**Passage cité:**

Le Terre tourne de moins en moins rond, eu égard principalement à la pandémie de coronavirus qui sévit depuis décembre 2019, où l’angoisse collective risque d’atteindre son paroxysme. Dans cette perspective, il faut se replonger dans les œuvres de l’auteur qui a définitivement, dès la deuxième moitié du XIXe siècle, cerné tous les enjeux liés au problème de la civilisation : le philosophe allemand Friedrich Nietzsche. Notamment contre le poison de la morale publique, voire celui des injonctions hygiénistes.

Nietzsche a d’abord perçu de quelle manière le rapport au corps avait conditionné toute considération intellectuelle : « […] je me suis demandé si, somme toute, la philosophie jusqu’à aujourd’hui n’a pas été seulement une interprétation du corps et une mécompréhension du corps ». D’où le triomphe des valeurs judéo-chrétiennes en Eurasie ainsi que les tentatives – de la part des orientalistes de son temps – de réduction du christianisme des premiers siècles au bouddhisme originel : « Un détour aboutissant peut-être à un nouveau bouddhisme ? À un bouddhisme européen ? Au nihilisme ? » Seulement, il n’est nullement question de verser dans l’ethnomasochisme, mais simplement de faire de l’histoire des idées. En l’occurrence, observer que la pensée occidentale est profondément gréco-romaine et chrétienne, « car le christianisme est du platonisme pour le “peuple” ».

**Votre tâche:** D'après le passage cité, depuis quand sévit la pandémie de coronavirus ? Les données qui suivent ne sont pas nécessaires.

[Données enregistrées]
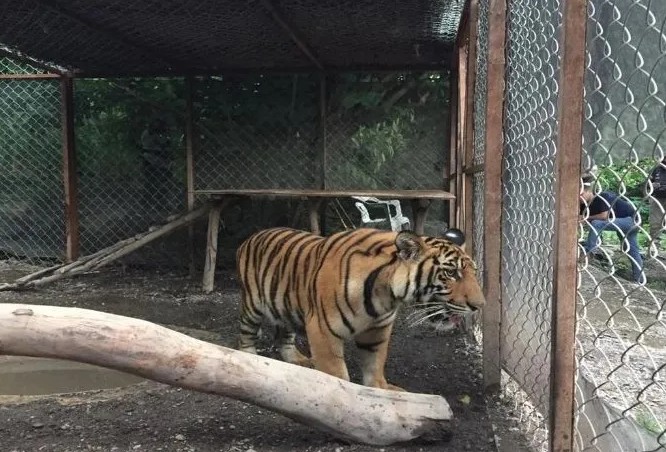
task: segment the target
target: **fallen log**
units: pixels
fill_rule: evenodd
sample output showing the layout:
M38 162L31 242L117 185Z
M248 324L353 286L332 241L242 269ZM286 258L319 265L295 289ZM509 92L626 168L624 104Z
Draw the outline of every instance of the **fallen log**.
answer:
M0 303L0 354L79 361L219 394L373 445L445 439L452 418L440 396L368 388L87 309Z
M228 201L223 201L226 205ZM191 224L193 221L203 217L211 209L210 204L206 204L196 210L188 212L180 217L160 226L152 227L149 231L137 234L120 242L114 243L93 254L83 256L80 259L68 263L55 265L46 269L31 273L17 279L13 283L0 284L1 290L22 290L32 287L48 284L59 279L97 270L111 262L126 256L148 243L171 234L175 230Z

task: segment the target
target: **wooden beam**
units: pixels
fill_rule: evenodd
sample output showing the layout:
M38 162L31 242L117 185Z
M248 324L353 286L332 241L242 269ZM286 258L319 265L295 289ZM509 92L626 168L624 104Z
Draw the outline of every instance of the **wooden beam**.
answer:
M275 22L280 25L284 31L287 32L289 37L291 38L292 41L294 41L294 44L301 49L301 52L312 62L312 64L315 65L317 69L320 71L324 70L324 65L321 64L319 59L315 56L314 52L312 49L310 49L310 46L305 42L305 40L300 36L299 33L296 32L294 27L292 27L287 20L284 18L282 11L280 11L272 2L271 0L260 0L261 4L263 5L266 10L270 13L271 17Z
M465 161L464 127L467 120L467 40L464 36L458 39L458 120L456 121L456 166L455 194L456 212L455 227L464 229L465 193L462 167Z
M456 50L456 55L458 51ZM456 56L457 58L457 56ZM456 192L456 151L458 148L458 67L451 71L450 78L450 101L449 101L449 165L446 170L445 188L456 195L456 199L449 201L449 227L456 223L456 208L458 204L458 194Z
M137 44L123 36L120 36L118 32L115 30L110 30L107 27L101 26L100 24L95 23L86 17L83 17L66 8L63 8L62 6L63 2L58 2L54 0L34 0L34 1L36 3L39 3L42 7L48 9L49 11L57 15L66 17L67 19L87 28L88 30L90 30L95 34L104 36L104 38L106 38L107 40L122 44L123 46L130 49L134 49L135 51L139 51L146 58L152 58L155 61L165 63L166 65L172 66L174 68L177 68L179 66L183 67L187 66L184 63L174 61L171 57L167 56L166 54L162 53L161 51L155 48L144 46L142 44Z
M504 156L504 46L506 0L490 0L488 21L486 152L484 193L483 376L486 390L500 387L502 318L502 161Z
M79 201L74 140L74 82L71 77L60 79L60 115L63 150L63 184L65 193L65 258L79 257Z
M215 205L208 214L208 240L206 244L206 263L204 264L203 291L211 293L215 287L215 267L217 266L217 239L220 233L220 214L222 206Z
M471 239L474 236L474 172L469 169L474 169L474 94L476 86L476 46L477 46L477 24L479 17L479 2L478 0L470 0L469 19L467 23L467 95L465 106L464 118L464 132L463 132L463 149L465 152L464 164L462 165L462 172L464 173L463 192L464 198L462 199L464 211L464 229L465 236L468 238L470 254L474 254L474 241ZM478 219L480 220L480 219Z
M328 158L326 149L326 74L321 74L319 79L319 188L326 190L328 187L326 181L327 165L326 159Z
M0 80L49 80L60 77L60 74L0 74Z
M54 73L54 74L57 74L57 75L71 75L71 74L68 74L68 73L65 73L65 72L61 71L57 67L54 67L54 66L51 66L47 63L43 63L41 61L35 60L34 58L30 58L26 55L23 55L22 53L12 52L10 50L5 50L5 49L0 49L0 56L7 57L10 60L20 61L22 63L28 64L30 66L34 66L36 68L47 71L49 73Z
M555 161L555 235L550 373L550 450L574 439L578 204L583 137L587 0L564 2Z
M185 184L187 189L187 211L194 209L194 106L192 77L185 78ZM194 277L196 266L194 264L194 226L187 227L187 248L189 255L190 276Z

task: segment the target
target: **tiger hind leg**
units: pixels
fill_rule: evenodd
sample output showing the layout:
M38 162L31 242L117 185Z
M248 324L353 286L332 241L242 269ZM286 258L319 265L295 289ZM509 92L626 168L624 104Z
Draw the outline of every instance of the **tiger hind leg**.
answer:
M238 350L257 354L257 340L261 330L262 315L247 307L245 300L240 315L240 334L238 335Z

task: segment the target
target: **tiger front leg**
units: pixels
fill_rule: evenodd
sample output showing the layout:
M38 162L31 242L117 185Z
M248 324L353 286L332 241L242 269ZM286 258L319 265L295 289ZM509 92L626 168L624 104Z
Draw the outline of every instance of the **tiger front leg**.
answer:
M308 321L305 332L310 344L310 354L312 355L314 368L349 381L343 340L336 337L328 328L320 328L316 317Z
M296 346L296 333L283 331L279 338L280 356L288 363L303 367L314 367L312 359L305 356Z
M361 357L363 384L373 388L404 391L401 387L388 383L384 376L392 330L393 324L391 323L360 333L354 339Z

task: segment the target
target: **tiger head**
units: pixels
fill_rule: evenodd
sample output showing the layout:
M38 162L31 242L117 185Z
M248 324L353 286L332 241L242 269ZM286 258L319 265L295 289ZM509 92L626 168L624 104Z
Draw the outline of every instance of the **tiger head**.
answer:
M469 315L485 305L476 265L465 252L461 231L451 229L442 238L402 231L395 245L408 268L408 284L413 285L409 301L416 308L414 323Z

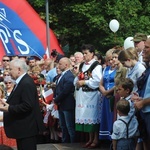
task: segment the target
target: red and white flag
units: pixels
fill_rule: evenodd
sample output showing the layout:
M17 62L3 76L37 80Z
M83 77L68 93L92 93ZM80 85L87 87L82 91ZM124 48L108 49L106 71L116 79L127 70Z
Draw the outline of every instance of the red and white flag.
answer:
M45 99L45 102L47 104L50 104L51 101L53 100L53 90L52 89L48 89L47 91L42 91L42 95Z

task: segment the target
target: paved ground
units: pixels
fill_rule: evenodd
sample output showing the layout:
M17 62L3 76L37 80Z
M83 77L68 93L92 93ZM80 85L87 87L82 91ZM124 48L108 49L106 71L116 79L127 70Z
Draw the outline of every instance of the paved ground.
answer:
M98 148L95 150L109 150L110 143L101 142ZM38 144L38 150L88 150L88 148L82 148L81 143L74 144ZM17 150L16 148L14 150Z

**Réponse obtenue:** Depuis décembre 2019.